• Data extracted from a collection
'''
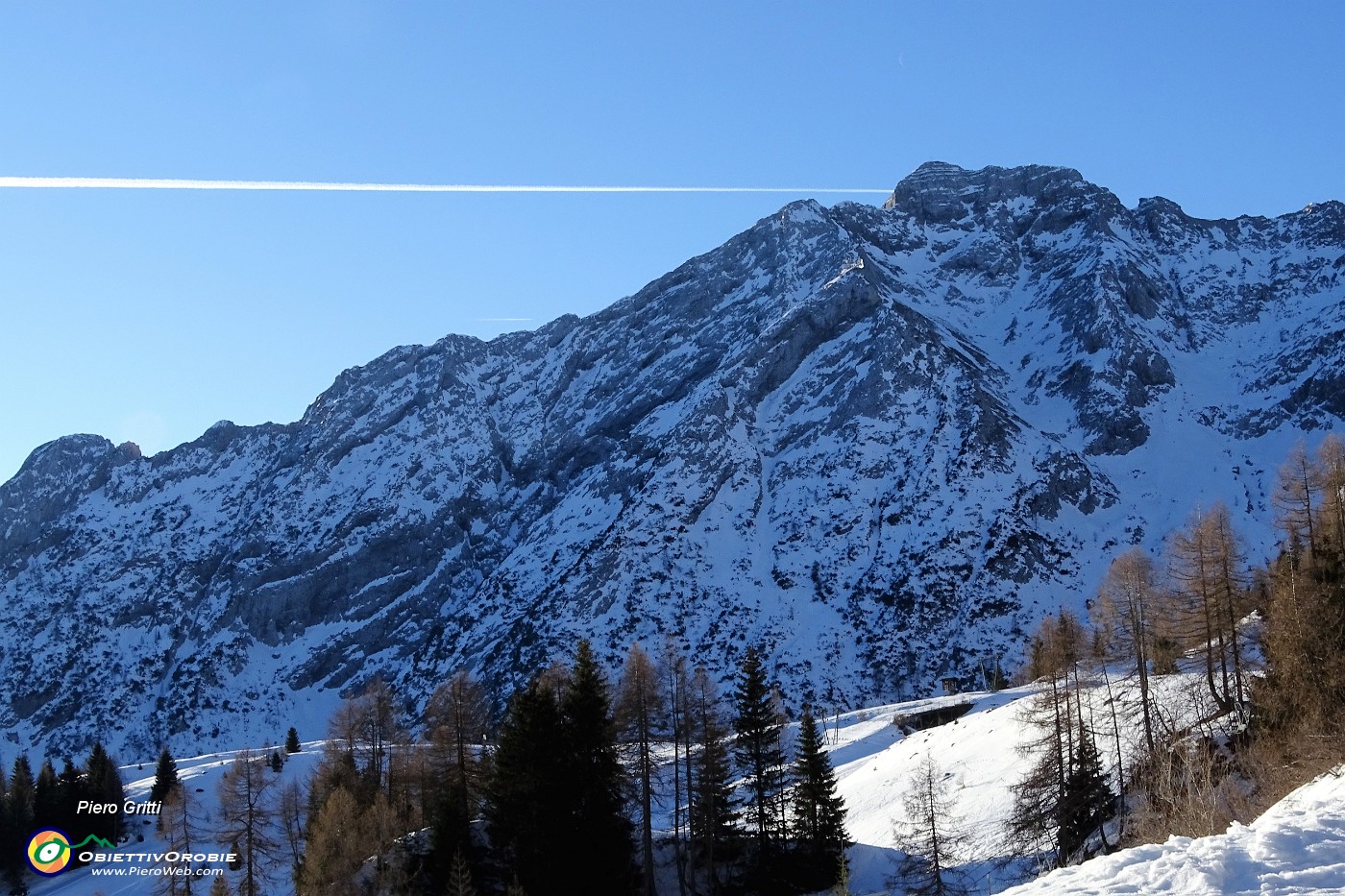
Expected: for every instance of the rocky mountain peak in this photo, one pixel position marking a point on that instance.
(876, 444)
(942, 193)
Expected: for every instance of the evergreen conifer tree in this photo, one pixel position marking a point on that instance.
(596, 779)
(104, 786)
(19, 815)
(818, 811)
(757, 750)
(712, 794)
(165, 777)
(525, 805)
(1086, 801)
(555, 801)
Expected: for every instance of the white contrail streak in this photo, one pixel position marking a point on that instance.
(315, 186)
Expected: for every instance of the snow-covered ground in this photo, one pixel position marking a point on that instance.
(1295, 848)
(137, 872)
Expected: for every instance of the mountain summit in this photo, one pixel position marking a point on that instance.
(880, 443)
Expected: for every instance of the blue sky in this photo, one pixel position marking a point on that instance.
(151, 315)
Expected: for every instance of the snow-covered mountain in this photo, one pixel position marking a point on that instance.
(877, 442)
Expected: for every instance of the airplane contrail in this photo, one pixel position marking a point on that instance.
(322, 186)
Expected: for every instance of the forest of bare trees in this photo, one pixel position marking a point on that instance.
(1113, 764)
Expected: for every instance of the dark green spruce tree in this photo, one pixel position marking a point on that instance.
(19, 815)
(1086, 801)
(165, 777)
(818, 811)
(525, 806)
(760, 757)
(555, 802)
(710, 812)
(103, 785)
(596, 782)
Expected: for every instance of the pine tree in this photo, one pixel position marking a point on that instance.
(526, 809)
(460, 878)
(246, 811)
(596, 779)
(555, 804)
(19, 812)
(712, 795)
(818, 811)
(165, 777)
(757, 750)
(638, 709)
(181, 831)
(103, 784)
(1086, 801)
(930, 837)
(456, 717)
(1129, 606)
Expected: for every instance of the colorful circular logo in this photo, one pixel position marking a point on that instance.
(49, 852)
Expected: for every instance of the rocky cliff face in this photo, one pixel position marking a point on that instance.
(878, 442)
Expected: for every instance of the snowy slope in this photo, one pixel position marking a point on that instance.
(880, 443)
(1295, 849)
(201, 775)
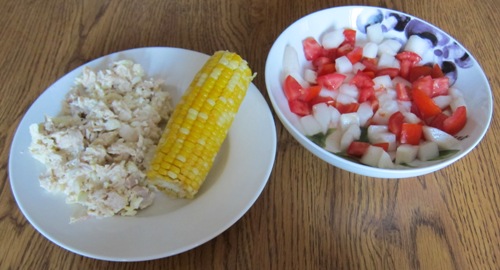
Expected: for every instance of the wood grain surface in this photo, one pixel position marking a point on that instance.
(310, 215)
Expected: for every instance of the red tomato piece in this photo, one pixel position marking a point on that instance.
(425, 84)
(438, 121)
(299, 107)
(419, 71)
(310, 92)
(344, 49)
(403, 92)
(410, 56)
(326, 69)
(411, 133)
(392, 72)
(355, 55)
(357, 148)
(371, 64)
(440, 86)
(331, 81)
(347, 108)
(384, 146)
(292, 88)
(395, 123)
(362, 80)
(366, 94)
(426, 106)
(406, 61)
(322, 60)
(456, 122)
(437, 72)
(312, 48)
(350, 36)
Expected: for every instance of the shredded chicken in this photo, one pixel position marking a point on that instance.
(97, 149)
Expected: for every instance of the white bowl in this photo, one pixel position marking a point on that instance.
(468, 77)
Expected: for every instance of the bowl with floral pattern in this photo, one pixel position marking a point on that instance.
(378, 92)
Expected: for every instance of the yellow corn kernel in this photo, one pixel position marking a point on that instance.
(199, 125)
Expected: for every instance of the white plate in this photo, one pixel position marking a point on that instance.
(169, 226)
(469, 78)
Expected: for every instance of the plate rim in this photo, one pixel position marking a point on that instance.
(253, 93)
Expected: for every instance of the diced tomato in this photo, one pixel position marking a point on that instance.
(310, 93)
(395, 123)
(331, 81)
(411, 133)
(355, 55)
(366, 94)
(456, 122)
(371, 64)
(299, 107)
(440, 86)
(350, 36)
(419, 71)
(403, 92)
(374, 103)
(383, 145)
(292, 88)
(321, 99)
(357, 148)
(392, 72)
(347, 108)
(426, 106)
(326, 69)
(438, 121)
(362, 80)
(406, 61)
(425, 84)
(344, 49)
(437, 72)
(322, 60)
(312, 48)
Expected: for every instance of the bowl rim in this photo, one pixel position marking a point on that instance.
(356, 167)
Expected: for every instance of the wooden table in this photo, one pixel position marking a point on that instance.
(310, 215)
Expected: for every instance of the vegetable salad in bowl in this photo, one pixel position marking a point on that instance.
(378, 92)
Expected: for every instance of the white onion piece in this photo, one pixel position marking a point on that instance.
(406, 153)
(365, 112)
(444, 140)
(428, 150)
(387, 61)
(310, 125)
(357, 67)
(352, 133)
(370, 50)
(417, 45)
(333, 39)
(389, 46)
(332, 141)
(334, 116)
(348, 119)
(343, 65)
(375, 33)
(322, 115)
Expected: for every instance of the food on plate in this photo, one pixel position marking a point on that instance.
(96, 150)
(199, 125)
(372, 98)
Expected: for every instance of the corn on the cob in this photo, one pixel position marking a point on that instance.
(199, 125)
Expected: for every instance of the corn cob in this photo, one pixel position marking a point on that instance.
(199, 125)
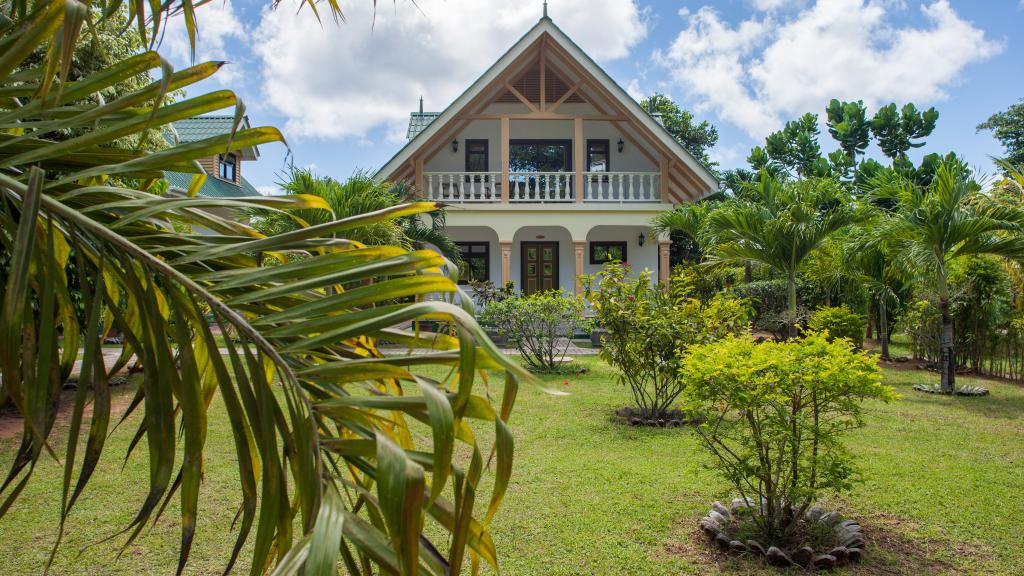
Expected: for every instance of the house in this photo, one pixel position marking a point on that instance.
(548, 168)
(223, 171)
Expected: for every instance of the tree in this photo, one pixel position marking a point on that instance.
(848, 124)
(330, 469)
(778, 224)
(697, 138)
(896, 130)
(948, 219)
(1008, 127)
(796, 148)
(359, 195)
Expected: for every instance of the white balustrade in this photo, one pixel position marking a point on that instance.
(622, 187)
(541, 187)
(463, 187)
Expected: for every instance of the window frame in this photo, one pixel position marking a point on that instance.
(222, 162)
(463, 279)
(486, 153)
(607, 244)
(607, 153)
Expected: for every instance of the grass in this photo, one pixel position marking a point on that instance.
(942, 479)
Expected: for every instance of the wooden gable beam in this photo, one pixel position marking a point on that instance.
(521, 97)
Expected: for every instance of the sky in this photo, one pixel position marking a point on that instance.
(341, 92)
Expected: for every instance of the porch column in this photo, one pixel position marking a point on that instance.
(505, 160)
(506, 261)
(663, 260)
(578, 160)
(579, 248)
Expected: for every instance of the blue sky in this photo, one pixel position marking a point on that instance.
(341, 93)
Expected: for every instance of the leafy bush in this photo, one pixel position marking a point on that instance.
(648, 330)
(775, 416)
(839, 322)
(541, 326)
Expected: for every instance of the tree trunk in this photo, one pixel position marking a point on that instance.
(883, 329)
(793, 304)
(947, 362)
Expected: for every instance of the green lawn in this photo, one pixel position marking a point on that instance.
(942, 493)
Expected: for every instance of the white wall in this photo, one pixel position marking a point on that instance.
(630, 160)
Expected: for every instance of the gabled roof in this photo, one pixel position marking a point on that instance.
(418, 121)
(546, 27)
(202, 127)
(212, 188)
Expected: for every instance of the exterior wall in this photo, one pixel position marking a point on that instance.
(212, 169)
(630, 160)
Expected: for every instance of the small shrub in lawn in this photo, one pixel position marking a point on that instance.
(775, 414)
(839, 322)
(541, 326)
(649, 329)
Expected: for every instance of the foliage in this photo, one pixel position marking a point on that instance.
(485, 292)
(839, 322)
(1008, 127)
(897, 130)
(776, 416)
(358, 195)
(649, 330)
(328, 466)
(697, 138)
(541, 325)
(778, 224)
(934, 225)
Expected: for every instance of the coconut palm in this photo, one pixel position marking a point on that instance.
(359, 195)
(778, 223)
(329, 468)
(948, 219)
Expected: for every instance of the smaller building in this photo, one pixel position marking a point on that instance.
(223, 171)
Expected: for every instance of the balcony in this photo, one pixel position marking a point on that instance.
(542, 188)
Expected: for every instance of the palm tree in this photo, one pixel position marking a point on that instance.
(778, 223)
(359, 195)
(934, 224)
(329, 467)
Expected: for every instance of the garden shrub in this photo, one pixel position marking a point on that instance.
(839, 322)
(541, 326)
(775, 414)
(649, 329)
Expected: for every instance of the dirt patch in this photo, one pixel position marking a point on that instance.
(894, 547)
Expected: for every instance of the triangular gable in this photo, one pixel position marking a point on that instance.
(546, 27)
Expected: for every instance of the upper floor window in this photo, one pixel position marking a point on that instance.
(598, 159)
(476, 156)
(227, 166)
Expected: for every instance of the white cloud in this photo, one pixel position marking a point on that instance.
(216, 23)
(341, 81)
(766, 69)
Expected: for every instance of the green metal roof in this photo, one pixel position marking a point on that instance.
(418, 121)
(201, 127)
(213, 187)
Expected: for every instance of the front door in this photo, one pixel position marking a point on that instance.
(540, 266)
'''
• WHAT THE TASK ASKS
Each line, starting with the one containing "Expected: for every instance of the palm" and ending with the last line of the records above, should be reproduced exactly.

• REPLY
Expected: for every instance of the palm tree in this photo, one pixel position marking a point on that instance.
(778, 223)
(359, 195)
(934, 224)
(329, 467)
Expected: for every instance of the garden shrub in this photo, one pixel position marking a point on that instance.
(839, 322)
(541, 326)
(775, 414)
(649, 329)
Expected: for every instance of the dirt patch in this photo, one pixel position marking a point on that instance.
(894, 547)
Expected: for every instance of the triangular gable in this photo, one pixel position marking a point on that instance.
(546, 27)
Expected: for every instance of the upper floor window in this photo, one pixel position marking a point on that instance.
(598, 159)
(476, 156)
(227, 166)
Expected: for every instance of the white cloud in this photo, one pixel position marking a point on that instance.
(216, 23)
(341, 81)
(766, 69)
Expected: for every instance of the green metal roof in this photo, one pixel position marking a point on that instance.
(418, 121)
(201, 127)
(213, 187)
Expected: for every instance of the front door in this photo, one pixel position marking a point on that instance.
(540, 266)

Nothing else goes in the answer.